The impact of intestinal inflammation on the nutritional environment of the gut microbiota

Highlights

• Metal withholding mechanisms of the host alter the contest rules for microbes.

• Exogenous electron acceptors are produced as a by-product of the host response.

• New metabolic opportunities created by the host response guide microbiota changes.

Abstract

The intestinal epithelium is a single cell barrier separating a sterile mucosal tissue from a large microbial community dominated by obligate anaerobic bacteria, which inhabit the gut lumen. To maintain mucosal integrity, any breach in the epithelial barrier needs to be met with an inflammatory host response designed to repel microbial intruders from the tissue, protect the mucosal surface and repair injuries to the epithelium. In addition, inflammation induces mechanisms of nutritional immunity, which limit the availability of metals in the intestinal lumen, thereby imposing new selective forces on microbial growth. However, the inflammatory host response also has important side effects. A by-product of producing reactive oxygen and nitrogen species aimed at eradicating microbial intruders is the luminal generation of exogenous electron acceptors. The presence of these electron acceptors creates a new metabolic niche that is filled by facultative anaerobic bacteria. Here we review the changes in microbial nutrient utilization that accompany intestinal inflammation and the consequent changes in the composition of gut-associated microbial communities.

Introduction

During intestinal inflammation the epithelium plays an important role in mounting responses that are aimed at clearing the mucosal surface from microbes. For example, production of IFN-γ during inflammation results in the activation of DUOX2 (dual function NADPH oxidase 2) [1], NOX1 (NADPH oxidase 1) [2] and iNOS (inducible nitric oxide synthase) [3] in epithelial cells. Reactive oxygen species (ROS) produced by DUOX2 and NOX1 and reactive nitrogen species (RNS) generated by iNOS create a hostile environment in close proximity to the mucosal surface. Furthermore, the pro-inflammatory cytokine interleukin (IL)-22 induces the luminal release of the antimicrobial proteins lipocalin-2, calprotectin, RegIIIβ (regenerating islet-derived 3 beta) and RegIIIγ from epithelial cells [4], [5], [6].

________________________

- Problem -
In the review on intestinal inflammation and the gut microbiota, which bacteria fill the new metabolic niche created by exogenous electron acceptors?

Natural-language object grounding data
________________________

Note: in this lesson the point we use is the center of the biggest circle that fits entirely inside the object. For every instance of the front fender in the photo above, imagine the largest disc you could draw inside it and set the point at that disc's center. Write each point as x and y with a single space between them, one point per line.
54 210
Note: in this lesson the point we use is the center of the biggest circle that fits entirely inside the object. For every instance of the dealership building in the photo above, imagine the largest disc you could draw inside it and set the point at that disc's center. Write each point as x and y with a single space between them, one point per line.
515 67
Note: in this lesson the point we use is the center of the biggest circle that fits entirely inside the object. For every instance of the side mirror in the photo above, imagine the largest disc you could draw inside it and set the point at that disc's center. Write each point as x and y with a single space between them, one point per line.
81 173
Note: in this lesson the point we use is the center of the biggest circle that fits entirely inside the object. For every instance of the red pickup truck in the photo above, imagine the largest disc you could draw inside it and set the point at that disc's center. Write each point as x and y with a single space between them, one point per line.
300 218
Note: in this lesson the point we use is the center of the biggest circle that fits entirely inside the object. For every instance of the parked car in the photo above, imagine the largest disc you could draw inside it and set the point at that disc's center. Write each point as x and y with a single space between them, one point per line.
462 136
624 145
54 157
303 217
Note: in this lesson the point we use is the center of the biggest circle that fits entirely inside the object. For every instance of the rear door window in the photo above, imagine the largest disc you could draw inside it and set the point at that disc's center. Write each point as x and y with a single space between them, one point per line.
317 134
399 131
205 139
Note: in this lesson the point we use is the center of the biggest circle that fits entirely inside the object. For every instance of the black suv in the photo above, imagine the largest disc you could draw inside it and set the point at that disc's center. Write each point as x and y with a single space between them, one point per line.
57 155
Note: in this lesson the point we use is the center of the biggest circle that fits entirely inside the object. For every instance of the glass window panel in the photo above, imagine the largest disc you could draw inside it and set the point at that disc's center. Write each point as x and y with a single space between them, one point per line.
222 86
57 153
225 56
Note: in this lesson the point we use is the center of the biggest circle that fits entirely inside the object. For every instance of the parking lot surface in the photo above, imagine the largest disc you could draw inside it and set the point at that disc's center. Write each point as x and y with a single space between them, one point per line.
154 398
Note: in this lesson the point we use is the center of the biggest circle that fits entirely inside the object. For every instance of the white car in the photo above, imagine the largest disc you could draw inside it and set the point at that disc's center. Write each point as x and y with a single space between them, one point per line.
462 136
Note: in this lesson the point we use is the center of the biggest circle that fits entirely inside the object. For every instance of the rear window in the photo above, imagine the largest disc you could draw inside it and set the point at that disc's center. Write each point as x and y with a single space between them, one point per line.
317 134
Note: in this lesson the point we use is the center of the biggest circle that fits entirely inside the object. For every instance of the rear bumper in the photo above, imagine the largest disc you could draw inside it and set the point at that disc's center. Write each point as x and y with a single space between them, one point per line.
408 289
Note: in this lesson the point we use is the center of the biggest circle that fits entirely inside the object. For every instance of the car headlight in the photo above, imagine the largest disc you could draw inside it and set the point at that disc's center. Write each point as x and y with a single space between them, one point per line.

________________________

- Written response -
Facultative anaerobic bacteria